__Problem details__:
Every record is to be duplicated exactly as it reads, without its images.

========================

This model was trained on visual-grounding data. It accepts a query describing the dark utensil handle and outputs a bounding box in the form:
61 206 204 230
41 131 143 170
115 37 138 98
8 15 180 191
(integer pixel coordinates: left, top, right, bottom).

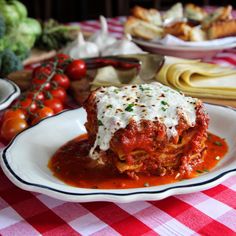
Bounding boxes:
85 57 142 71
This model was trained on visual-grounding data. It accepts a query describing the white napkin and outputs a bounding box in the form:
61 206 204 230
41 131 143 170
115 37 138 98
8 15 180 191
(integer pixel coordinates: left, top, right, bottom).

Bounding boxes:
152 34 236 47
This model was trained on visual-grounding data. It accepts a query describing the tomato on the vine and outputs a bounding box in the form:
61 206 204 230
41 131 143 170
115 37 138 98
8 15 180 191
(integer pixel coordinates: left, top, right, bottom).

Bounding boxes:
56 53 70 62
50 54 71 69
3 108 26 122
49 87 67 103
31 106 54 125
33 65 52 78
66 59 86 80
44 98 63 114
32 77 51 90
1 118 28 141
27 90 45 101
51 73 70 89
36 106 54 118
19 98 37 112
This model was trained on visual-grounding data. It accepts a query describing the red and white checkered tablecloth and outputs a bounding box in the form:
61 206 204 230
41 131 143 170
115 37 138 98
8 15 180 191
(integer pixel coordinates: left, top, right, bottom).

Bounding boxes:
0 17 236 236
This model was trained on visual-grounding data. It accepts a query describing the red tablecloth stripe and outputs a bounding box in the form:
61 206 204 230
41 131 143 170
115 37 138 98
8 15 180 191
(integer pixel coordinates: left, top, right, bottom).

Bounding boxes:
151 197 236 235
211 56 236 65
0 169 79 235
83 202 154 236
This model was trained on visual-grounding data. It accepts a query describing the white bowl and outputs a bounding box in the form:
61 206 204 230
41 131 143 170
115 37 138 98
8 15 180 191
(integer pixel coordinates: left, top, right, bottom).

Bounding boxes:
133 38 236 59
1 104 236 203
0 78 20 110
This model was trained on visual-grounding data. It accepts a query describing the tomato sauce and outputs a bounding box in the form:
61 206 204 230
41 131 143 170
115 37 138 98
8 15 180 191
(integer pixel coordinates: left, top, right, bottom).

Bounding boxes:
48 133 228 189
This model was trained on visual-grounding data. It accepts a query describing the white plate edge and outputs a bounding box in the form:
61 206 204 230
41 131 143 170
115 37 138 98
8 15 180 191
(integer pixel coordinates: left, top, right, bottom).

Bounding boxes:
1 104 236 203
0 78 20 110
133 38 236 52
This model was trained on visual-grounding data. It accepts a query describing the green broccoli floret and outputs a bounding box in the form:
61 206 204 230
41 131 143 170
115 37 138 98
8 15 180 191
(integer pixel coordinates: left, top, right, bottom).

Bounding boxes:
0 13 6 38
0 48 23 77
11 41 30 60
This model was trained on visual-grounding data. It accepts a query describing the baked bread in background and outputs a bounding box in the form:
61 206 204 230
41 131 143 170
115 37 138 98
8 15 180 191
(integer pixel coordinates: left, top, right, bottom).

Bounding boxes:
124 16 163 40
201 5 232 29
164 22 192 41
184 3 207 22
124 3 236 41
131 6 162 26
162 2 183 24
208 19 236 39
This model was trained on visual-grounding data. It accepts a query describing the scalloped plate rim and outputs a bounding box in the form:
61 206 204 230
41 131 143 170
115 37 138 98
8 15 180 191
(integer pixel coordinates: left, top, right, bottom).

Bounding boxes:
1 104 236 203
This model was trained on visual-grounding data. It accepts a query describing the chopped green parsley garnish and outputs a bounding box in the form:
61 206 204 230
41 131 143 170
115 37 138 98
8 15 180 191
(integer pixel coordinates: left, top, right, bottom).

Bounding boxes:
139 85 151 91
161 107 167 112
114 89 119 94
98 120 103 126
161 100 169 106
214 141 222 146
107 104 113 108
139 85 144 91
125 104 135 112
196 169 209 174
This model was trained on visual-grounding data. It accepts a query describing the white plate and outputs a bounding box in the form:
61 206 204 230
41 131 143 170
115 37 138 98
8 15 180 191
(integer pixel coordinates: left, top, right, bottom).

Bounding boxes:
1 104 236 203
0 78 20 110
133 38 236 59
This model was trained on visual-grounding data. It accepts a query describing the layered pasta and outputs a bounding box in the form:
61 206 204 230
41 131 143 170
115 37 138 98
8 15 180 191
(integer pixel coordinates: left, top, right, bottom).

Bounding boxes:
84 82 209 179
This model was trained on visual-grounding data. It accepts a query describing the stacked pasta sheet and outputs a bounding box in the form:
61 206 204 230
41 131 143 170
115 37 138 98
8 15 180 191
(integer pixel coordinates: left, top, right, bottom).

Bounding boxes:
155 57 236 99
92 56 236 99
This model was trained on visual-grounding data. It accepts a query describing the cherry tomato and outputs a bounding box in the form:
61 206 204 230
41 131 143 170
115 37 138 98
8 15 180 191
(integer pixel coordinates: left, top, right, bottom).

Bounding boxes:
19 98 37 112
49 54 71 70
51 73 70 89
3 108 26 122
32 77 51 90
36 106 54 118
31 106 54 125
50 87 67 103
33 65 52 78
44 98 63 114
66 59 86 80
1 118 28 141
56 53 70 62
27 90 45 101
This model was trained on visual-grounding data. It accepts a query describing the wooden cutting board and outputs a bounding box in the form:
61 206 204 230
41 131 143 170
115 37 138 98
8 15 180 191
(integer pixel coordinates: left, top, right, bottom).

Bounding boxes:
7 71 236 108
23 49 57 66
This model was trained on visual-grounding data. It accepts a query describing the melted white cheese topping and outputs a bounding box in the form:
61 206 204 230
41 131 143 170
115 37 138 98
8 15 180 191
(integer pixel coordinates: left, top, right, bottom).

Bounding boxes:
90 82 198 157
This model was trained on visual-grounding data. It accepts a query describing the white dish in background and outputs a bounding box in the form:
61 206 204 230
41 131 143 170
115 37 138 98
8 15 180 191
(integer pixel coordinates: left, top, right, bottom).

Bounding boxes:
1 104 236 203
133 38 236 59
0 78 20 110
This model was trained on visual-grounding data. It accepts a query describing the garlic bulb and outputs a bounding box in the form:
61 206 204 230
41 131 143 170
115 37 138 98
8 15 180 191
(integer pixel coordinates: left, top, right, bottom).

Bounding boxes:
101 34 145 56
62 32 99 58
89 15 117 51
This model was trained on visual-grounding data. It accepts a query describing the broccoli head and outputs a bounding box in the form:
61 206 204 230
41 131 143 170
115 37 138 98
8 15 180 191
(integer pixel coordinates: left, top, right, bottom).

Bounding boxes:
11 41 30 60
0 48 23 77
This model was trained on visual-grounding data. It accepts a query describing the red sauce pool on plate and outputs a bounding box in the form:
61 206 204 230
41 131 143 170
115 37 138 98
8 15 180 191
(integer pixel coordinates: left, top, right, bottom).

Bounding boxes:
48 133 228 189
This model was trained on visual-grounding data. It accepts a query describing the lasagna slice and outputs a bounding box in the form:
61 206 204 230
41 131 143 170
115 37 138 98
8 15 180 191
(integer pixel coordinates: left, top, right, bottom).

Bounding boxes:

========================

__Response below__:
This model was trained on visual-grounding data. It accepts a query describing the dark utensil handle and outputs a bounding box in the form:
61 206 204 230
41 131 143 170
115 37 138 98
8 15 180 191
(integer pixel coordinates: left, top, right, bottom).

Bounding boxes:
85 57 142 71
This model was trained on visual-grounding data. It accepts a query describing the white napkin and outputs a bounding box in the form:
61 206 204 230
41 131 143 170
115 37 138 98
8 15 180 191
(integer pixel coordinates: left, top, right, bottom).

Bounding boxes:
152 34 236 47
This model was trained on visual-grounding data. It accepts a query describing the tomato on the vine and outputs a bounding box in the form:
61 206 204 230
41 131 143 170
115 37 138 98
8 15 180 191
(integer pixel coordinates: left, top, right, bottom).

Bounding boxes:
56 53 70 62
50 54 71 69
3 108 26 122
49 87 67 103
31 106 54 125
33 65 52 78
66 59 86 80
44 98 63 114
32 77 51 90
1 118 28 141
27 90 45 101
51 73 70 89
36 106 54 118
19 98 37 112
This model was trained on visual-grounding data. It accepts a query describing the red and white checkered tablecloth and outputs a bounding box in the form:
61 206 204 230
41 131 143 170
115 37 138 98
8 15 180 191
(integer pixel coordinates: left, top, right, bottom).

Bounding boxes:
0 17 236 236
This model was trained on visual-grounding data. It accepts a query describing the red tablecloth stripe and outputs a bounding box in the form:
61 206 204 230
41 131 143 170
115 37 138 98
8 15 180 191
(integer pixel coordinates: left, top, right, bottom).

Bounding boxes:
151 197 236 235
211 56 236 65
0 169 79 235
83 202 154 236
This model was trained on visual-grounding data. It accepts a query describing the white bowl and outputs a bounding box in the form:
61 206 204 230
41 131 143 170
115 37 138 98
8 15 180 191
(integer pixel coordinates: left, top, right, bottom).

Bounding boxes:
133 38 236 59
1 104 236 203
0 78 20 110
This model was trained on visual-grounding data. It accepts a query describing the tomato sauce and outputs a bounding box in the form:
61 206 204 230
41 131 143 170
115 37 138 98
8 15 180 191
(integer pixel coordinates: left, top, right, bottom).

Bounding boxes:
48 133 228 189
This model was trained on visual-grounding data. It accepts a query describing the white plate edge and outputs a bounding box in the form:
61 206 204 230
41 131 143 170
115 37 138 98
8 15 180 191
(integer pixel coordinates: left, top, right, bottom).

Bounding boxes:
1 104 236 203
0 78 20 110
133 38 236 52
This model was trained on visual-grounding data. It accepts a query describing the green broccoli floret and outputs a bounding box in the form:
61 206 204 230
41 131 143 170
115 37 138 98
8 15 180 191
(integer pixel coordinates: left, top, right, bottom).

Bounding boxes:
0 13 6 38
0 48 23 77
11 41 30 60
This model was trained on visual-grounding data. It accepts a query describing the baked bread in background and outputs a bounding box in the form:
61 206 204 230
41 131 143 170
115 37 138 98
8 15 180 191
(integer pixel coordinates: left, top, right, bottom).

Bounding boxes:
124 16 163 40
201 5 232 29
164 22 192 41
184 3 207 22
124 3 236 41
131 6 162 26
162 2 183 24
208 19 236 39
This model was trained on visual-grounding data. It accepts a query describing the scalloped plate rim and outputs a bounding box in the form:
61 206 204 230
41 131 143 170
115 37 138 98
8 15 180 191
(integer pixel coordinates: left, top, right, bottom).

Bounding boxes:
1 104 236 203
This model was trained on visual-grounding data. It accepts a query describing the chopped green parsley garnish and outputs a bounding box in the form:
61 206 204 230
41 131 143 170
115 37 138 98
8 15 180 191
(integer pixel coordinates: left, top, right, bottom).

Bounding boxes:
139 85 151 91
161 107 167 112
114 89 119 94
98 120 103 126
161 100 169 106
214 141 222 146
107 104 113 108
139 85 144 91
125 104 135 112
196 169 209 174
This model was trained on visual-grounding data. It accepts a query describing the white plate and outputs a bounding box in the form:
61 206 204 230
41 131 143 170
115 37 138 98
8 15 180 191
(integer pixel coordinates: left, top, right, bottom).

Bounding boxes:
1 104 236 203
0 78 20 110
133 38 236 59
This model was trained on visual-grounding data. It accepts a query describing the layered pasta and outputs a bounding box in the form:
61 206 204 230
41 131 143 170
115 37 138 98
8 15 180 191
(integer pixel coordinates: left, top, right, bottom).

Bounding boxes:
84 82 209 179
This model was trained on visual-grounding data. It accepts a query describing the stacked pasta sheet and outputs a bounding box in the form:
61 206 204 230
41 131 143 170
115 37 138 98
8 15 180 191
(integer pixel coordinates: left, top, right, bottom).

Bounding boxes:
155 57 236 99
92 56 236 99
This model was trained on visual-grounding data. It accepts a query describing the cherry tomato and outputs a bounding box in the form:
61 206 204 230
41 131 143 170
115 37 138 98
8 15 180 191
(integer pixel coordinates: left, top, right, bottom).

Bounding boxes:
19 98 37 112
49 54 71 70
51 73 70 89
3 108 26 122
32 77 51 90
36 106 54 118
31 106 54 125
50 87 67 103
33 65 52 78
44 98 63 114
66 59 86 80
1 118 28 141
56 53 70 62
27 90 45 101
This model was trained on visual-grounding data. It accepts a query describing the wooden cutting board and outputs a bounding box in the form:
61 206 204 230
41 131 143 170
115 37 138 98
8 15 180 191
(integer pixel coordinates: left, top, right, bottom).

Bounding boxes:
7 71 236 108
23 49 57 66
This model was trained on visual-grounding data. It accepts a query describing the melted white cheese topping and outputs a bounding box in the form:
61 206 204 230
41 131 143 170
115 37 138 98
8 15 180 191
(integer pixel coordinates: left, top, right, bottom).

Bounding boxes:
90 82 198 157
This model was trained on visual-grounding data. It accepts a query describing the white dish in background and outputs a bounding box in the form:
61 206 204 230
41 131 143 170
115 37 138 98
8 15 180 191
(integer pixel coordinates: left, top, right, bottom).

Bounding boxes:
1 104 236 203
133 38 236 59
0 78 20 110
This model was trained on visual-grounding data. It accepts a query describing the garlic bulb and outputs a bounding box in the form:
61 206 204 230
41 131 143 170
115 37 138 98
8 15 180 191
(integer pixel coordinates: left, top, right, bottom).

Bounding boxes:
101 34 145 56
62 32 99 58
89 15 117 51
This model was trained on visual-grounding data. It accepts a query describing the broccoli head and outputs a bounding box in the form:
61 206 204 230
41 131 143 170
115 37 138 98
8 15 180 191
(integer pixel coordinates: left, top, right, bottom).

Bounding boxes:
11 41 30 60
0 48 23 77
This model was trained on visual-grounding data. It accepts a query describing the red sauce pool on plate and outputs a bounding box in the form:
61 206 204 230
41 131 143 170
115 37 138 98
8 15 180 191
(integer pixel coordinates: left, top, right, bottom).

Bounding boxes:
48 133 228 189
This model was trained on visual-grounding data. It accepts a query describing the lasagna slice and outputs a bounding box in the form:
61 206 204 230
41 131 143 170
115 37 138 98
8 15 180 191
(integer pixel coordinates: left, top, right, bottom).

Bounding boxes:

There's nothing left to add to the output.